_Source text_
+++++
The cost has been high. With the government focused so heavily on hydrogen, Japan neglected other clean energy sectors, lagging its G7 peers in building out domestic wind and solar industries. Japanese companies are also at risk of falling behind on electric vehicles, battery storage and next-generation renewables such as transparent solar panels.

The concern is that the Japanese government, led by the Ministry of Economy, Trade and Industry (METI), has been slow to adapt to global shifts in hydrogen’s perceived best business case. The focus of Japan’s hydrogen strategy, even after updates in 2019 and 2021, remains on passenger transport and power generation. Industry and heavy transport lack clear targets, although these are the priorities for green hydrogen deployment in other parts of the world such as Europe. In fact, several companies including JERA and IHI have launched hydrogen and ammonia power plant co-firing pilots that many experts see as having limited financial or climate benefits.

“One reason for the lack of progress may actually be because Japan is starting with applications where it is not economical to use green or fossil fuel-based hydrogen,” says Seaver Wang of the climate and energy team at the non-profit Breakthrough Institute. “The government is putting big money into pilot projects like hydrogen fuelling stations, vehicle ownership and retrofits to power plants, but there is no broader market uptake.”

Japan: Creating a “hydrogen society”

Japan’s 2017 plan, called the Basic Hydrogen Strategy, set a goal of increasing hydrogen consumption to three million tonnes per year by 2030, and 20 million tonnes per year by 2050, while also driving down the production cost to around one-third of the 2017 level, to Y30 per normal cubic metre. The plan also includes goals for hydrogen fuel cell vehicles and charging stations – 800,000 vehicles and 900 stations by 2030 – and a target of 800,000 tonnes of hydrogen to be used in power generation, accounting for 1% of Japan’s electricity supply. What is notable, says Wang, is what targets are not mentioned – for industry or heavy transport.
+++++
_Dataset rows_
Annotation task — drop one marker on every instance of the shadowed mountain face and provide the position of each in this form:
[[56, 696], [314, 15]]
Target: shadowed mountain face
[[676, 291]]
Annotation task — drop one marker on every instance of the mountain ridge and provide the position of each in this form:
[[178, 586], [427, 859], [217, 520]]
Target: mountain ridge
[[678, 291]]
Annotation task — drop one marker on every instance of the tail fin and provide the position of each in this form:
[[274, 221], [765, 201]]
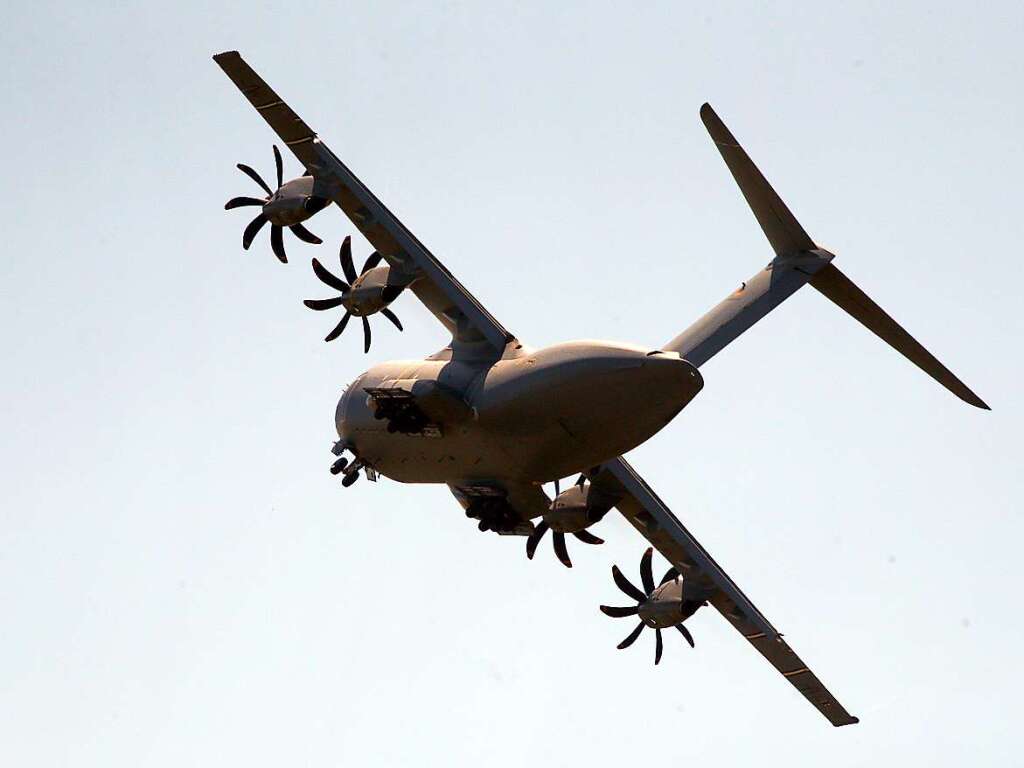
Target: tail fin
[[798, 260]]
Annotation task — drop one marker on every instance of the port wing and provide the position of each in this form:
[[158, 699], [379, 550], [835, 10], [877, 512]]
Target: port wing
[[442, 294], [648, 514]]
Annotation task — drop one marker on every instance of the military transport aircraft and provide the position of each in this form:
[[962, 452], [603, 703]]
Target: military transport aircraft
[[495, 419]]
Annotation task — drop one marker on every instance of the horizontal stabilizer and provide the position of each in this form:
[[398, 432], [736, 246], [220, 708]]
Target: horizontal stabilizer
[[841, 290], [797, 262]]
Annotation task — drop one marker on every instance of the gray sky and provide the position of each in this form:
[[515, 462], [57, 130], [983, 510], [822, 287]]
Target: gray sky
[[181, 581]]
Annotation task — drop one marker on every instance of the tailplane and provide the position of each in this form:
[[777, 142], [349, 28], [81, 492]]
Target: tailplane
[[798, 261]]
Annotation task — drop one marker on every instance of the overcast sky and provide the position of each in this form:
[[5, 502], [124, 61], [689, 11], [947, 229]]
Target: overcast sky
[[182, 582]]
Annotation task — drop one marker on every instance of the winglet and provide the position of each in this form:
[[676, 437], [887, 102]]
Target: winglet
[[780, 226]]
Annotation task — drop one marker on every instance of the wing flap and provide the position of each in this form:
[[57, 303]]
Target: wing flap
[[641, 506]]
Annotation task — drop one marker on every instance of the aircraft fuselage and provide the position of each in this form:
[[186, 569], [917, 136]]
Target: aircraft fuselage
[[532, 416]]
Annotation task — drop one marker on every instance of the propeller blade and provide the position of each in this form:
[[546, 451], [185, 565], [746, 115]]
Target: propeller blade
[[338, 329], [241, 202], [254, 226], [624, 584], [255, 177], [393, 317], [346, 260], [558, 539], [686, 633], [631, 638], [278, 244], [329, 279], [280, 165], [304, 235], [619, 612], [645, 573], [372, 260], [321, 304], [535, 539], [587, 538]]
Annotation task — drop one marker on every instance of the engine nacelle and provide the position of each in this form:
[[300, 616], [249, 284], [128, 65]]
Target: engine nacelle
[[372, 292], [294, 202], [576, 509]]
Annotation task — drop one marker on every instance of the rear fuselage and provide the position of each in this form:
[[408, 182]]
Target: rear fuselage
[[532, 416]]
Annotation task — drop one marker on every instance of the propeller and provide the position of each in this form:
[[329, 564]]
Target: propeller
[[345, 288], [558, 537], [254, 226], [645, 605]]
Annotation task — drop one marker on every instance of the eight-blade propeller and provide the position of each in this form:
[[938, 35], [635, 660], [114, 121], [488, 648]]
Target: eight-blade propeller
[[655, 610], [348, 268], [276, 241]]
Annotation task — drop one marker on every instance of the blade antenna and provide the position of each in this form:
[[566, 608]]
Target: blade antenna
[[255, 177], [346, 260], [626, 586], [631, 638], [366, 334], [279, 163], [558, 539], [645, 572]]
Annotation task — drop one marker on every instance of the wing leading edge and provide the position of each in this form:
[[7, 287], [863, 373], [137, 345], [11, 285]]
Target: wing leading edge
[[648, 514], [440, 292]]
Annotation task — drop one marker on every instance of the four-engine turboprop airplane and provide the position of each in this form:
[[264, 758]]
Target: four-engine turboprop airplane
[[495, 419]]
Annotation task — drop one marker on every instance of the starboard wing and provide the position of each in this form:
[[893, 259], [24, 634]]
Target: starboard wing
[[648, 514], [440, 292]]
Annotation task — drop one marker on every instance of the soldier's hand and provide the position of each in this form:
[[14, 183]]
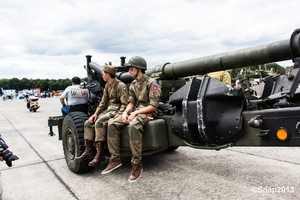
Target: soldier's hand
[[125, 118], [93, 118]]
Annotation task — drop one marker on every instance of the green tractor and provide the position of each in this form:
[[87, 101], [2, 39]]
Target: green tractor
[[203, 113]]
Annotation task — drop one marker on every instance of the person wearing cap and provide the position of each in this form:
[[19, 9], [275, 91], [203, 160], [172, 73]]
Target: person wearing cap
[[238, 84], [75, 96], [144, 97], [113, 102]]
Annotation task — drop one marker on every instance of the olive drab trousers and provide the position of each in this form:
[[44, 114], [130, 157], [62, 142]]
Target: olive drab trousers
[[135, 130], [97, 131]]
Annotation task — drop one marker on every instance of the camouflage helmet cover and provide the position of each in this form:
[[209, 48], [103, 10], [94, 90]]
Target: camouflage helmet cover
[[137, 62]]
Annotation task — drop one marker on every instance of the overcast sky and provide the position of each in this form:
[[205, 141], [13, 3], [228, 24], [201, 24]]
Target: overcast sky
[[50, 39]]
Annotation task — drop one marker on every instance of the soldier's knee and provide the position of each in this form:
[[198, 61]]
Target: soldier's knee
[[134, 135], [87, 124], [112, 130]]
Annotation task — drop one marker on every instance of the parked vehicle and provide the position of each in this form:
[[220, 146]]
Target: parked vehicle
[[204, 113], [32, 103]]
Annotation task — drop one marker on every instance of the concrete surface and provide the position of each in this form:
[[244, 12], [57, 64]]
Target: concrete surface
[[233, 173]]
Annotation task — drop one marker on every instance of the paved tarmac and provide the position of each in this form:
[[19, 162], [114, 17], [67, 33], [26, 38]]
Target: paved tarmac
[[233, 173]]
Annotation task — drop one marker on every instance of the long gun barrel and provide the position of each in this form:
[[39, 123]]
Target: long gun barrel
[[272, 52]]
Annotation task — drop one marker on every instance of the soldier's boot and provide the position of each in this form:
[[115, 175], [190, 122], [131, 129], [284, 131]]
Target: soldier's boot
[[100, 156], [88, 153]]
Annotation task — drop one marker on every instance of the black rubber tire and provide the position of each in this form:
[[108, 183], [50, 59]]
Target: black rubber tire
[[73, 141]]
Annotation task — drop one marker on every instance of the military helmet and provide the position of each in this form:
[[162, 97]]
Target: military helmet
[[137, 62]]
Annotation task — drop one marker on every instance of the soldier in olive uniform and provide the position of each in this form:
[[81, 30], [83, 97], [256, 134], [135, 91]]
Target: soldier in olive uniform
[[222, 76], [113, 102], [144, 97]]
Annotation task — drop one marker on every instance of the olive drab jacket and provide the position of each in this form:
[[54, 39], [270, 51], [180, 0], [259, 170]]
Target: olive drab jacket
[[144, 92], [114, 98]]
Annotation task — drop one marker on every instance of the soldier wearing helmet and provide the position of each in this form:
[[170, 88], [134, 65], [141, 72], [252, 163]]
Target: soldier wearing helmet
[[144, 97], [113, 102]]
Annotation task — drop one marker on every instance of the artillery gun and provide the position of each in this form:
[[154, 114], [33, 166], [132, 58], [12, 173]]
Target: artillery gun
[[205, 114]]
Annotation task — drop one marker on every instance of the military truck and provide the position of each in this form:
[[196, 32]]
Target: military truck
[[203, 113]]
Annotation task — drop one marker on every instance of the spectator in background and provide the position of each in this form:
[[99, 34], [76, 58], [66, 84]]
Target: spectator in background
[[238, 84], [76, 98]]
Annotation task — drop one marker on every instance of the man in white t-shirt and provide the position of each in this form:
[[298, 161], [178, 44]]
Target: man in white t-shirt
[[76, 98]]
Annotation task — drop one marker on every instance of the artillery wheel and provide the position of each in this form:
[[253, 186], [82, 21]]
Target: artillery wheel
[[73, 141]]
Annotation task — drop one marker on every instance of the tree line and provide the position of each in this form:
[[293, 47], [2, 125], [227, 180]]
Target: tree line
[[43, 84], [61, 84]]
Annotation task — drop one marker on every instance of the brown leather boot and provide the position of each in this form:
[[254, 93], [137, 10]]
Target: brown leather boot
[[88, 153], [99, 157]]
+++++
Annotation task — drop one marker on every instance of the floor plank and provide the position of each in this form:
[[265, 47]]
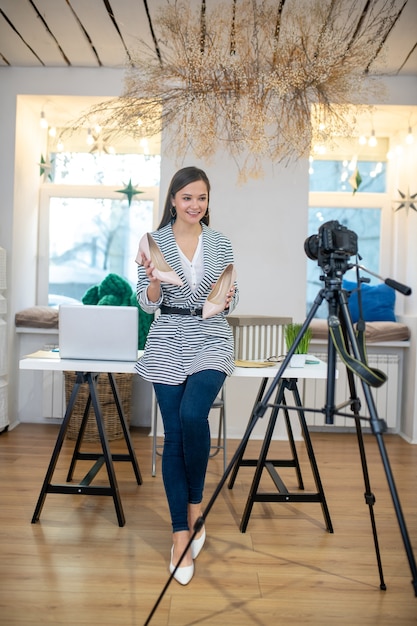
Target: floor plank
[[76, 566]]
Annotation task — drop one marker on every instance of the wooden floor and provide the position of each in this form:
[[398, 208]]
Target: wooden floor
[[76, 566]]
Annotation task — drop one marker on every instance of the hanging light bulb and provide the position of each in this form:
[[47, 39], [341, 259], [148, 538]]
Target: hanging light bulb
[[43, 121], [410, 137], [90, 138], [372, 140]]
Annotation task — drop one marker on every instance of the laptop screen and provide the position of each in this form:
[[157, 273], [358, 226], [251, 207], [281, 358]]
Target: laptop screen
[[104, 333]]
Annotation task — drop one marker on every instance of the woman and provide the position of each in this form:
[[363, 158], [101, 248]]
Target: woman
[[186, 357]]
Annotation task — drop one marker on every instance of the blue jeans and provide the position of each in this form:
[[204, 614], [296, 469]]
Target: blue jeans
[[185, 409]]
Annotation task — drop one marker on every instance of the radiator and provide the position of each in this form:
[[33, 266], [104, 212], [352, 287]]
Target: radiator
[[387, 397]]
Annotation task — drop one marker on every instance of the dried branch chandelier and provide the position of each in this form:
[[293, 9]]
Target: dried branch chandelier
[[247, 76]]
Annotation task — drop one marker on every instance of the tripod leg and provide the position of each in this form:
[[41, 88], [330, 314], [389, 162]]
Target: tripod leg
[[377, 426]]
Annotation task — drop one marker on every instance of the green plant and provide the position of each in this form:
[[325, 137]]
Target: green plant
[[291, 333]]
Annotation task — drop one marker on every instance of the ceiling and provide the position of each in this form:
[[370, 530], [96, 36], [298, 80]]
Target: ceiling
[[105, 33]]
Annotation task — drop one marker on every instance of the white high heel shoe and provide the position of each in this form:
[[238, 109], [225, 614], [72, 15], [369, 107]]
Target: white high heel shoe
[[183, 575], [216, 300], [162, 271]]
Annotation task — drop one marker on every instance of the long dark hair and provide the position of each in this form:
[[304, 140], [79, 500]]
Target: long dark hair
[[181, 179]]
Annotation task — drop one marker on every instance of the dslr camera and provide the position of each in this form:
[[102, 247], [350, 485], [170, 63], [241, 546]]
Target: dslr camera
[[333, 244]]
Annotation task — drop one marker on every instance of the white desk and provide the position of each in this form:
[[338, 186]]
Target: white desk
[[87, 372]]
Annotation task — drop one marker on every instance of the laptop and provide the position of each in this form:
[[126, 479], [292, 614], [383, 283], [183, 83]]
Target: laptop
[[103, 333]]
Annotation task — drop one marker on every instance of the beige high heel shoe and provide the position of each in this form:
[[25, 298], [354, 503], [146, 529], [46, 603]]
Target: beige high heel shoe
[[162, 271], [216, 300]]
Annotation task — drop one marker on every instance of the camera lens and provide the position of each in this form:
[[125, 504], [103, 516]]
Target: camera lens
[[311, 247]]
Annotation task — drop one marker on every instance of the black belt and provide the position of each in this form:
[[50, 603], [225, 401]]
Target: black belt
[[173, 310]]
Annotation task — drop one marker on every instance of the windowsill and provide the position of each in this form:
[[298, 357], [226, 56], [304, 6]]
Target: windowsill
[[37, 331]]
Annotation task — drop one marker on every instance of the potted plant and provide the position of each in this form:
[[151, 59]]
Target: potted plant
+++++
_Task_
From the passage on Japan's hydrogen strategy, set down word for word the portion starting with "Japan’s 2017 plan, called" and going on through "or heavy transport.".

_Result_
Japan’s 2017 plan, called the Basic Hydrogen Strategy, set a goal of increasing hydrogen consumption to three million tonnes per year by 2030, and 20 million tonnes per year by 2050, while also driving down the production cost to around one-third of the 2017 level, to Y30 per normal cubic metre. The plan also includes goals for hydrogen fuel cell vehicles and charging stations – 800,000 vehicles and 900 stations by 2030 – and a target of 800,000 tonnes of hydrogen to be used in power generation, accounting for 1% of Japan’s electricity supply. What is notable, says Wang, is what targets are not mentioned – for industry or heavy transport.